### Do this
Exactly reproduce the line containing "Practice step: find the sky in" together with every line after it, through the end of the entries, and give nothing more.

### Data records
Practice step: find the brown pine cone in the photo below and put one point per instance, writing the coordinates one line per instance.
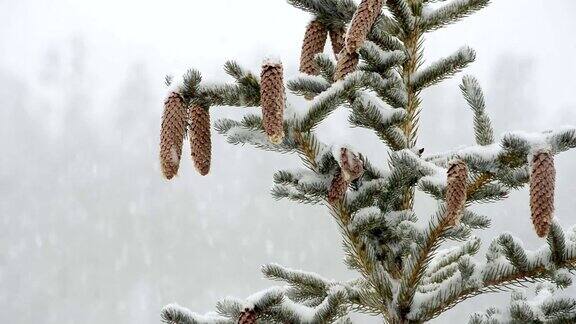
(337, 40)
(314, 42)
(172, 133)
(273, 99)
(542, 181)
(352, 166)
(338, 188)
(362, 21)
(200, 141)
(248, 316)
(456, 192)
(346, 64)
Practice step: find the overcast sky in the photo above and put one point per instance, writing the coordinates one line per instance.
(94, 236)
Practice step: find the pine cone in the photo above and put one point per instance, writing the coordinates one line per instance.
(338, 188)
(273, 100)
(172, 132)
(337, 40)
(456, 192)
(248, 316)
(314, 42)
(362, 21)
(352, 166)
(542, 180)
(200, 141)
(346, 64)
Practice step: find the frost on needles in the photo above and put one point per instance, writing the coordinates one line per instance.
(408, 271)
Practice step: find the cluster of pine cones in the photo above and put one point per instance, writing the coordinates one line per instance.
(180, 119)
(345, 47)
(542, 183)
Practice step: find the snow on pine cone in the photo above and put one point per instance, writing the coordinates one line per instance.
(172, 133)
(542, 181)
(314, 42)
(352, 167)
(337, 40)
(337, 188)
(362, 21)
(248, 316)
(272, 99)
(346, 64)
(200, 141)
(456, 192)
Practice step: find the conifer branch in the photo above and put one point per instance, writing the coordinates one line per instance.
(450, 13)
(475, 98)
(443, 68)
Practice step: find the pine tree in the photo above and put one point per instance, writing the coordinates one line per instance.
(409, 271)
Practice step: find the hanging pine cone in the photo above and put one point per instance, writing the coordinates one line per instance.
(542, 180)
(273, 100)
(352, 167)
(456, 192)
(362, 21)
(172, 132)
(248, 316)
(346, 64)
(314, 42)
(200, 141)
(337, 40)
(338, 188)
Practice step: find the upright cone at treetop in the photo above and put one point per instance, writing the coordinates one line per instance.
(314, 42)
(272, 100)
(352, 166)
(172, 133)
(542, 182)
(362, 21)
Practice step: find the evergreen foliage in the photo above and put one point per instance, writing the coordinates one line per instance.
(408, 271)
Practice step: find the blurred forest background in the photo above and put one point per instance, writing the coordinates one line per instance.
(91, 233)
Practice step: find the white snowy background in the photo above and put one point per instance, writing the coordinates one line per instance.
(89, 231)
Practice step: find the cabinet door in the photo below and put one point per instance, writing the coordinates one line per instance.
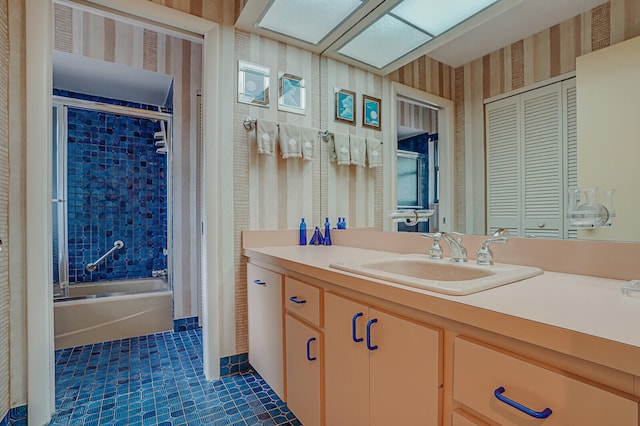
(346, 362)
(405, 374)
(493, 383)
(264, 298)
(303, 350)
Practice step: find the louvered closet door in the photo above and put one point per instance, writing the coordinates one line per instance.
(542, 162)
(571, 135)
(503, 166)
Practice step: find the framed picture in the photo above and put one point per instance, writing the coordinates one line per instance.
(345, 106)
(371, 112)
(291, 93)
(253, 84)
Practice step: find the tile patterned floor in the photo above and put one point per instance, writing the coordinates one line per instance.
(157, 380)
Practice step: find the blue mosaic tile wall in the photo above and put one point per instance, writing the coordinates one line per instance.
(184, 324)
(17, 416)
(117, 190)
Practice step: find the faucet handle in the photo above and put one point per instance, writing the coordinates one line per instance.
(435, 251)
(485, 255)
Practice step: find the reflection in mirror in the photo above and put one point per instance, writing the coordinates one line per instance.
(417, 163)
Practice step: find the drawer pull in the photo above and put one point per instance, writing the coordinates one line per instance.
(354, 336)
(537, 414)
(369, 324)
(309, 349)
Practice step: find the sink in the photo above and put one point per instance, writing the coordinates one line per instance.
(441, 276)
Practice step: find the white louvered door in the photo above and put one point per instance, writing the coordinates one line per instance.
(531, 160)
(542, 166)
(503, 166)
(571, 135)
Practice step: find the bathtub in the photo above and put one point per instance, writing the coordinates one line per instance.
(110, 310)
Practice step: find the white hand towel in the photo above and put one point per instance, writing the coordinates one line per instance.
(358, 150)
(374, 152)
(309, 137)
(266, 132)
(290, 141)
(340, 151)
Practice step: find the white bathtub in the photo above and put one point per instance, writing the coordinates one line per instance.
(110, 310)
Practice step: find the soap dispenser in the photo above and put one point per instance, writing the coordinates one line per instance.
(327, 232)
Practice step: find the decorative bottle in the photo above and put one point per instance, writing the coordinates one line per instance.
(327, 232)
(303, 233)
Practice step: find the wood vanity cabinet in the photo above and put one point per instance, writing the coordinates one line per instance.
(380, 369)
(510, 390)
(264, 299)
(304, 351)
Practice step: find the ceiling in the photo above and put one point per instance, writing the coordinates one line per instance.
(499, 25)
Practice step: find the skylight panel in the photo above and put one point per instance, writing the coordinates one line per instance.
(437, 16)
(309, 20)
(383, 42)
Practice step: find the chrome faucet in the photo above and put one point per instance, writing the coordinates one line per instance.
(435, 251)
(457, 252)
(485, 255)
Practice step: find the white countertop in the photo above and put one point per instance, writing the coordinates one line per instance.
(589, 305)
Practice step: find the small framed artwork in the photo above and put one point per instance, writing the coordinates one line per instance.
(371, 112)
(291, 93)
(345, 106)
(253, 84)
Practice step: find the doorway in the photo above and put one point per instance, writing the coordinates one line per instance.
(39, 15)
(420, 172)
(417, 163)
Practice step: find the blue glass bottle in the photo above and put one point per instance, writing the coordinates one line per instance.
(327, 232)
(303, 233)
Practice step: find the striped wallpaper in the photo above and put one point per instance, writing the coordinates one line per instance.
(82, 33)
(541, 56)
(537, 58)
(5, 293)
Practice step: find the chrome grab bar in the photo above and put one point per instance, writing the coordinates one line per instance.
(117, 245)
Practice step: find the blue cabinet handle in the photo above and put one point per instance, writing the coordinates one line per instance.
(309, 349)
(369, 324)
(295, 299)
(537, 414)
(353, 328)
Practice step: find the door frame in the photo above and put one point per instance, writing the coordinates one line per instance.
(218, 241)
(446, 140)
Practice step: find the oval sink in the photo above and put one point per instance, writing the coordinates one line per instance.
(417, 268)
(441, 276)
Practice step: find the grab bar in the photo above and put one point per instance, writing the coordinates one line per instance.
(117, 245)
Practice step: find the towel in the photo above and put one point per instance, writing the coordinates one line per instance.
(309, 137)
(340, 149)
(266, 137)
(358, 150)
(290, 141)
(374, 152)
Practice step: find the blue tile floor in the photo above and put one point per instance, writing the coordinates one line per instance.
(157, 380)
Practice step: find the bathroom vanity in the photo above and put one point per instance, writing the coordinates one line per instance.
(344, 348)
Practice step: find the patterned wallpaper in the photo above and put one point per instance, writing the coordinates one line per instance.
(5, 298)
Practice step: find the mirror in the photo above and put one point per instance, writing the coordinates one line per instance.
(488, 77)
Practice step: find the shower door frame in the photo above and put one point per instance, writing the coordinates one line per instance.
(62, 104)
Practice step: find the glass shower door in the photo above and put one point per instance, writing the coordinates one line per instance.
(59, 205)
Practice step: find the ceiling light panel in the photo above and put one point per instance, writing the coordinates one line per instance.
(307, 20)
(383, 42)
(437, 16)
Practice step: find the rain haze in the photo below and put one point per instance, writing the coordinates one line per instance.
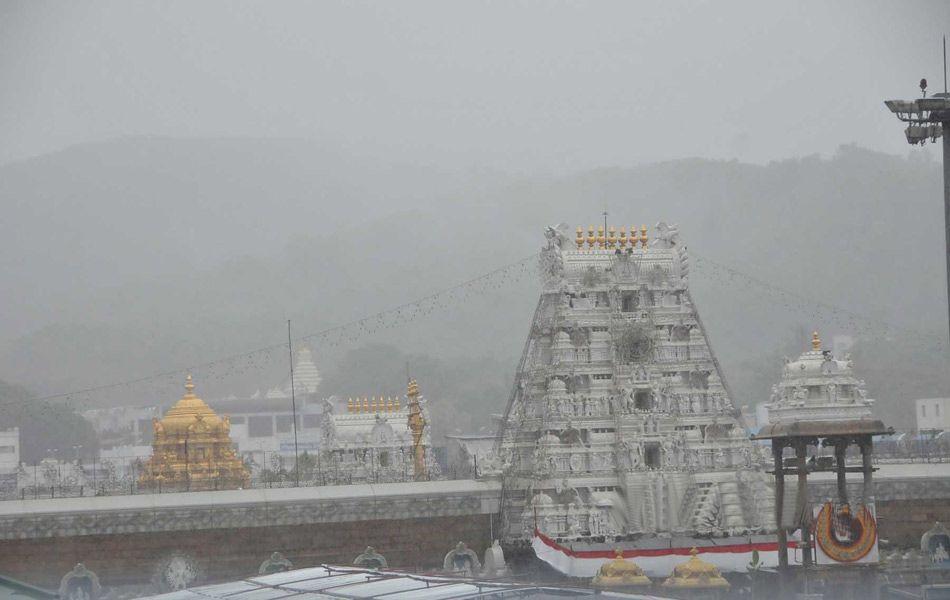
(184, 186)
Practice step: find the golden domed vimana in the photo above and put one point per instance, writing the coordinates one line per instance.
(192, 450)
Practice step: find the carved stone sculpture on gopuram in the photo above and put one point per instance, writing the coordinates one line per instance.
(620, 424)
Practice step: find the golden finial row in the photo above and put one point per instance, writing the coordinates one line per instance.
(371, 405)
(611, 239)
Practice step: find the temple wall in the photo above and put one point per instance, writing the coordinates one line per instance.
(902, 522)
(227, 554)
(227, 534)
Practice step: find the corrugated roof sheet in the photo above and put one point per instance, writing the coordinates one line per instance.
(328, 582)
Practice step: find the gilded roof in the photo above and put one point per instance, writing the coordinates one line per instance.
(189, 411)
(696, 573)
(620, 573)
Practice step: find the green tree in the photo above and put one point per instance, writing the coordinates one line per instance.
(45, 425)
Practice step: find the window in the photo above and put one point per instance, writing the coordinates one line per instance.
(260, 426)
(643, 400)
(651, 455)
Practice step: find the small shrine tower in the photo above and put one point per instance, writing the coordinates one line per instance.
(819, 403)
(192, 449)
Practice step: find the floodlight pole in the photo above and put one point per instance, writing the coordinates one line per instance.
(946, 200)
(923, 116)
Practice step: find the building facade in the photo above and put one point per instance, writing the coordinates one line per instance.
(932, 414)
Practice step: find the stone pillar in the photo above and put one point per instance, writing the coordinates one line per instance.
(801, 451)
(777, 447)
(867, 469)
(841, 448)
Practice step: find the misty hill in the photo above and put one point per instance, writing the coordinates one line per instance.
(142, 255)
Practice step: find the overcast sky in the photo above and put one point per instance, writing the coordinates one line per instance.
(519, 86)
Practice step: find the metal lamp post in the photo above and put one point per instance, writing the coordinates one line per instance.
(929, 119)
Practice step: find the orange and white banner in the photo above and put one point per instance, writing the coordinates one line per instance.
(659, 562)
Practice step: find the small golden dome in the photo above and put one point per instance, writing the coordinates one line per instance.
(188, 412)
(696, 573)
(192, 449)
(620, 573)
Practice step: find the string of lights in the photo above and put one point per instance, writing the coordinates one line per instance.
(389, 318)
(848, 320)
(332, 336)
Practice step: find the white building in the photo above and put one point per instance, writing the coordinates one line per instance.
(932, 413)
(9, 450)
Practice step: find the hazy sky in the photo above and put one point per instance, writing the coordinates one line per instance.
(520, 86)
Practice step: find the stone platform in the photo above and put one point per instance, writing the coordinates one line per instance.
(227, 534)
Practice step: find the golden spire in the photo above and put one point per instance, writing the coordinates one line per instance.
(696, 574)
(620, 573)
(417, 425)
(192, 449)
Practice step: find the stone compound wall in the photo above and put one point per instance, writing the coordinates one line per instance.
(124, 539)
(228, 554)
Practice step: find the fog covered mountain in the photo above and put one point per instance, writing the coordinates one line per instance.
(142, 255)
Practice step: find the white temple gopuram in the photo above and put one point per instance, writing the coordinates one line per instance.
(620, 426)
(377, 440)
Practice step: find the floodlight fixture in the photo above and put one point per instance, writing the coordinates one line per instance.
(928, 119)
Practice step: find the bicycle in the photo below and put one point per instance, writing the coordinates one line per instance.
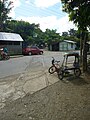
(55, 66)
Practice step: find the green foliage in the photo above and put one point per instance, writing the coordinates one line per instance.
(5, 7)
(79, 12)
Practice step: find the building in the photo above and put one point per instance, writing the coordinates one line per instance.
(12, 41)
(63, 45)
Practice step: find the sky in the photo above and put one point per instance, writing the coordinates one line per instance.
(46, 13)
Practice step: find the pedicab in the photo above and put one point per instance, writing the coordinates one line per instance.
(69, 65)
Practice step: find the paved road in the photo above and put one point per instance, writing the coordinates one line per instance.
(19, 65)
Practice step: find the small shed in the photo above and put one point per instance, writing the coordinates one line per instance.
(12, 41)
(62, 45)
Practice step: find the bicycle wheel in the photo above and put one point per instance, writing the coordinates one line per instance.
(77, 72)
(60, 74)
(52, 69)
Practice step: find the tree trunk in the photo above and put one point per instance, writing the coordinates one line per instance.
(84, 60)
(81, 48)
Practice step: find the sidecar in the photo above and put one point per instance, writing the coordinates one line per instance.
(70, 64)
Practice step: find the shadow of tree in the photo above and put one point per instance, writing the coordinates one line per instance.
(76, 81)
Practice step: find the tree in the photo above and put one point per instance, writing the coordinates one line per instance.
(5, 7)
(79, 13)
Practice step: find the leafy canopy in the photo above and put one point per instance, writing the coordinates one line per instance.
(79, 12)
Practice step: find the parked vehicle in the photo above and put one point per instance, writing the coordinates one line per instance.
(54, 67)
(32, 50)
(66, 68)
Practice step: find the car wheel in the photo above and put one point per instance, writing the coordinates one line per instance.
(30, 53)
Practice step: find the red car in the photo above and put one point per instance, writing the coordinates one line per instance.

### Answer to the problem
Practice step: find the sky in the photo above and put one point per instance, writing the coordinates one line per instance.
(46, 13)
Practice step: find the pedicab in the photo above and put one point per instance, writing the coordinates one line per instance.
(69, 65)
Practice step: find the paved road in the photo above and put one point per instance, writing the coordinates one line per instance.
(19, 65)
Practice step: find the small shed in the photo above and put one point per instance, writing the coordinates one line per instance.
(12, 41)
(62, 45)
Practice step: find the bicycle wheel in the photo above and put one point per instance, writing the coordinates one line per instance.
(77, 72)
(60, 74)
(52, 69)
Practice step: find the tree trunk in the photo above and put one point per instance, writing the coordinates one line per instance.
(84, 60)
(81, 48)
Practice step: find the sidecar in the photo above and put one point per instance, writing the coordinates one line per instance.
(70, 64)
Practice step: find the shadow of tree in the photo above and put one point per instance, writing the coordinates one line per instance.
(76, 81)
Practice step: find the tree in the photo above and put one point per instance, writing the coordinates one line per instance.
(5, 7)
(79, 13)
Practice step: find the leafy canopy in the photo above and put one point per instance, writing the coordinates one line per instance.
(79, 12)
Practice step: find the parked vehicle in the photo above and put one point per instance, writing the coordinates one line per instance.
(54, 67)
(32, 50)
(66, 68)
Practice step: find the car wheel in the photo above and put one point per instance, writing the coordinates one line per instance.
(30, 53)
Practice step: find the red car in the photo above and put one point per instance, writing the coordinates one line per instance.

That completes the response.